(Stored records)
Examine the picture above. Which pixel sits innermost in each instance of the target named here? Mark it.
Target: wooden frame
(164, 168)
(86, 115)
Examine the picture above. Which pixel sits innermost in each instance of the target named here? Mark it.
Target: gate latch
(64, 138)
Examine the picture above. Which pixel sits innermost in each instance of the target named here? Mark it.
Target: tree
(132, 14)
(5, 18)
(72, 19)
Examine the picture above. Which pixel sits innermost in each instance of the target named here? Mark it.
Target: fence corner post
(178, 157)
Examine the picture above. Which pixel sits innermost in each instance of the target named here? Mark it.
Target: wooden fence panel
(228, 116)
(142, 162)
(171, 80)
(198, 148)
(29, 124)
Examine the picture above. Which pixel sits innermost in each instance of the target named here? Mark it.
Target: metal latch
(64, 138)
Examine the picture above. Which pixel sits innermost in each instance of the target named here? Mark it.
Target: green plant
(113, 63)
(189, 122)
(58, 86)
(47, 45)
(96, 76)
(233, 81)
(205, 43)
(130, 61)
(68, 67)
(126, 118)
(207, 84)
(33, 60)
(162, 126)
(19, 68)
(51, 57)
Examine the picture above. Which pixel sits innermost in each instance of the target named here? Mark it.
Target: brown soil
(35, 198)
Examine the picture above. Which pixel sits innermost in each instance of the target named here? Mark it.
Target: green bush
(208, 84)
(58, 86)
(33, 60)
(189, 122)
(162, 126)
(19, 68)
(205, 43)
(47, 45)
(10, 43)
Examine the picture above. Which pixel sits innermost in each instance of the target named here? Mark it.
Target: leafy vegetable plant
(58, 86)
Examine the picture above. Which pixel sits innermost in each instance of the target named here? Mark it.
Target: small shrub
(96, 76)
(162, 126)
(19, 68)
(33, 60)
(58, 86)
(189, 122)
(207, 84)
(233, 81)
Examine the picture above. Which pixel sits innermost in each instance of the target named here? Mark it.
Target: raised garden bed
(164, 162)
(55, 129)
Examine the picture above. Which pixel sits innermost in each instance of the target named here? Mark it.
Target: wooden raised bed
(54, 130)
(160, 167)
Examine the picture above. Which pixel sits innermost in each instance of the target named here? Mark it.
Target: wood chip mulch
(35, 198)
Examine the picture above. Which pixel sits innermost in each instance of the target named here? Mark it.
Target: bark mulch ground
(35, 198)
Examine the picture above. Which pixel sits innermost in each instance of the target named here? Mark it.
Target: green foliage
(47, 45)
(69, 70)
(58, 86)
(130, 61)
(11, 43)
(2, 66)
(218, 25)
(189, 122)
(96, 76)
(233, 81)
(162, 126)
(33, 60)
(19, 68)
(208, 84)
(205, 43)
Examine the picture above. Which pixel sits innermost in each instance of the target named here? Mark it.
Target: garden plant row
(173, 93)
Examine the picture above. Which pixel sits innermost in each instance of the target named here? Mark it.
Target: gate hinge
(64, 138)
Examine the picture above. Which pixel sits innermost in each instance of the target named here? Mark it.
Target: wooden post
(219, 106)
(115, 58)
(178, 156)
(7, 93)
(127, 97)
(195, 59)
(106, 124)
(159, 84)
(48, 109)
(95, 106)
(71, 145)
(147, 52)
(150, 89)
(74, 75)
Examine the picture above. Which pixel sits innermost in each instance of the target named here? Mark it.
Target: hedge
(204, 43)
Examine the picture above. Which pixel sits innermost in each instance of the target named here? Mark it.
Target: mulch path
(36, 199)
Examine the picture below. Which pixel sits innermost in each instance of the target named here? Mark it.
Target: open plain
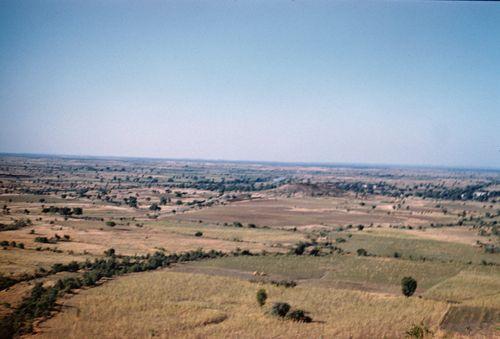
(149, 247)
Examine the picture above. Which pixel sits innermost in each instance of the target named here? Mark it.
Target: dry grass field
(170, 304)
(361, 232)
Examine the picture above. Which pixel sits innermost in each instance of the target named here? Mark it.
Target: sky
(413, 83)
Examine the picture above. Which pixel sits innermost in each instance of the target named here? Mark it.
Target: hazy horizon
(411, 83)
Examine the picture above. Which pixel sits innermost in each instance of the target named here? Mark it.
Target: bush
(408, 286)
(299, 315)
(280, 309)
(362, 252)
(417, 331)
(299, 249)
(284, 283)
(154, 207)
(110, 252)
(261, 297)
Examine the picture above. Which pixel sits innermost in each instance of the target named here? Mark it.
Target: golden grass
(171, 304)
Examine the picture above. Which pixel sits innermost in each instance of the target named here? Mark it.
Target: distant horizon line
(269, 162)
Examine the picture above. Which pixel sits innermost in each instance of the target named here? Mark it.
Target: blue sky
(413, 83)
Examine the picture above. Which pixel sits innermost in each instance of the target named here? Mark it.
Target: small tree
(300, 316)
(362, 252)
(408, 286)
(280, 309)
(154, 207)
(261, 297)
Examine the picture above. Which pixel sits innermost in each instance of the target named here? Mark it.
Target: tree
(300, 316)
(408, 286)
(280, 309)
(154, 207)
(362, 252)
(261, 297)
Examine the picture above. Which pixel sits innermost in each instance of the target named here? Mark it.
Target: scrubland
(341, 239)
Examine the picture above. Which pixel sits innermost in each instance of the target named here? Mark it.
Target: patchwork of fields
(110, 237)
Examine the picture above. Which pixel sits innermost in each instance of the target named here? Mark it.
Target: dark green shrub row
(63, 210)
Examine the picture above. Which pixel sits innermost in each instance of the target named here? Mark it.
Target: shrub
(417, 331)
(408, 286)
(110, 252)
(280, 309)
(299, 315)
(284, 283)
(299, 249)
(154, 207)
(261, 297)
(362, 252)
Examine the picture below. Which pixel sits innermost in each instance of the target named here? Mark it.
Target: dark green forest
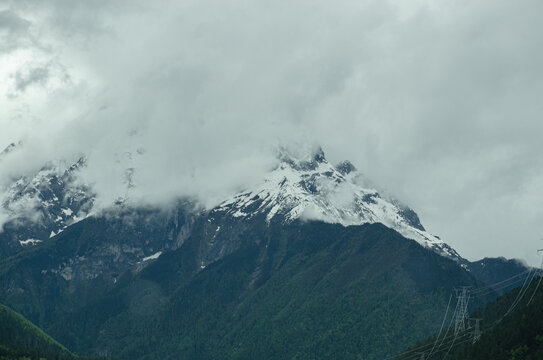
(511, 329)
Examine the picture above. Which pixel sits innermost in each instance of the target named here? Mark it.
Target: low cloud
(438, 103)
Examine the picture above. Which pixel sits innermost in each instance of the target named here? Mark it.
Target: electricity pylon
(461, 315)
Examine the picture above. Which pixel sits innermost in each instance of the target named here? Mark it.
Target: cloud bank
(437, 102)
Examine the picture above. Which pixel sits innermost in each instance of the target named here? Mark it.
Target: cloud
(438, 102)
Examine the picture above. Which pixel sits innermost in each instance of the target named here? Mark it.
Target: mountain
(313, 260)
(18, 336)
(288, 291)
(310, 188)
(510, 328)
(39, 207)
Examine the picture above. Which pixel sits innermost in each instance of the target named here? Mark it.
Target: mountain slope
(309, 187)
(21, 335)
(511, 328)
(290, 291)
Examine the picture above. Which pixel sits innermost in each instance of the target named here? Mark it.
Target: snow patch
(29, 242)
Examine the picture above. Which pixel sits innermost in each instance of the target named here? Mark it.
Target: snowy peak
(310, 188)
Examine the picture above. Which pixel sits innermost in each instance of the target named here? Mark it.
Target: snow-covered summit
(310, 188)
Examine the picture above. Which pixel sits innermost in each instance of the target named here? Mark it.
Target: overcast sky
(439, 102)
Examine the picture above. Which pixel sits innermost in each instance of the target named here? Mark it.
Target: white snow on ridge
(29, 242)
(152, 257)
(316, 190)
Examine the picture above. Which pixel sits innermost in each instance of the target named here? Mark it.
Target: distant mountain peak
(306, 186)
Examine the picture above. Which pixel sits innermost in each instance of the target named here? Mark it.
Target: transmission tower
(476, 330)
(461, 315)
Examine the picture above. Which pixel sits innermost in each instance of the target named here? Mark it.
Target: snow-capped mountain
(41, 206)
(310, 188)
(305, 187)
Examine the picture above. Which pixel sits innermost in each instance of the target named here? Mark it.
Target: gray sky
(436, 101)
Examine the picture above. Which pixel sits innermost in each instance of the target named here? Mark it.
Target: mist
(438, 103)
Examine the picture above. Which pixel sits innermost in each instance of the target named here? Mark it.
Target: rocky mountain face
(42, 206)
(310, 239)
(299, 188)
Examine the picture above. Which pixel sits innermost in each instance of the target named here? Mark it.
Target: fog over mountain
(438, 103)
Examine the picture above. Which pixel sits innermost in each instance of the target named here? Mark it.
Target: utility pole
(462, 309)
(476, 330)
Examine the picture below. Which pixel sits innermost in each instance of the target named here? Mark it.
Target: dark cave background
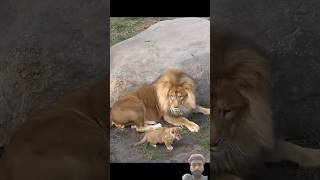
(289, 32)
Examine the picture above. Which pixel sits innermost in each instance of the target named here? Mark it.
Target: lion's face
(176, 133)
(178, 97)
(229, 108)
(175, 91)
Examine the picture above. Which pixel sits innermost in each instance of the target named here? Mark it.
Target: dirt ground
(122, 150)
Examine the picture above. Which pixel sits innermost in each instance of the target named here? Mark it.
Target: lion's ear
(188, 86)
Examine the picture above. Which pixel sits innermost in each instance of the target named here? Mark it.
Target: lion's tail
(143, 140)
(286, 151)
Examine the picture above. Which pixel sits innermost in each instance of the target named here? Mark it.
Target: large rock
(182, 43)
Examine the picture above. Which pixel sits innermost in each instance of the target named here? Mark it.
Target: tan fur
(66, 141)
(243, 134)
(161, 135)
(170, 97)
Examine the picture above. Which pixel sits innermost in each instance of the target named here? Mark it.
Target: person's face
(196, 168)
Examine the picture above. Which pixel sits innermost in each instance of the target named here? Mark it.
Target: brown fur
(66, 141)
(161, 135)
(170, 97)
(243, 133)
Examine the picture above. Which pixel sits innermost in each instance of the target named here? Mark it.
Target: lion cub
(161, 135)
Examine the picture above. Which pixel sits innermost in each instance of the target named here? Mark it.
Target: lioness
(161, 135)
(171, 97)
(66, 141)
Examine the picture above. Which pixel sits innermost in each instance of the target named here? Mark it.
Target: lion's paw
(193, 127)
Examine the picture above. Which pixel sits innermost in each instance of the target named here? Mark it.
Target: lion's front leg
(203, 110)
(182, 121)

(WORK ORDER) Repeat only the lines from the one holding "Target: lion cub" through the last line of the data.

(REPLY TO THE TASK)
Target: lion cub
(161, 135)
Examine the picture above. Which pixel sits innermost in each instance of the target named here? Mark it.
Target: lioness
(161, 135)
(171, 97)
(66, 141)
Examine the picture above. Which pixel sits innermost in each instance of the target named here? Mark it.
Target: lion's paw
(193, 127)
Examine the picture above. Which pixel sits innermost in each instance of the target named here? Mark it.
Target: lion's front leg
(203, 110)
(182, 121)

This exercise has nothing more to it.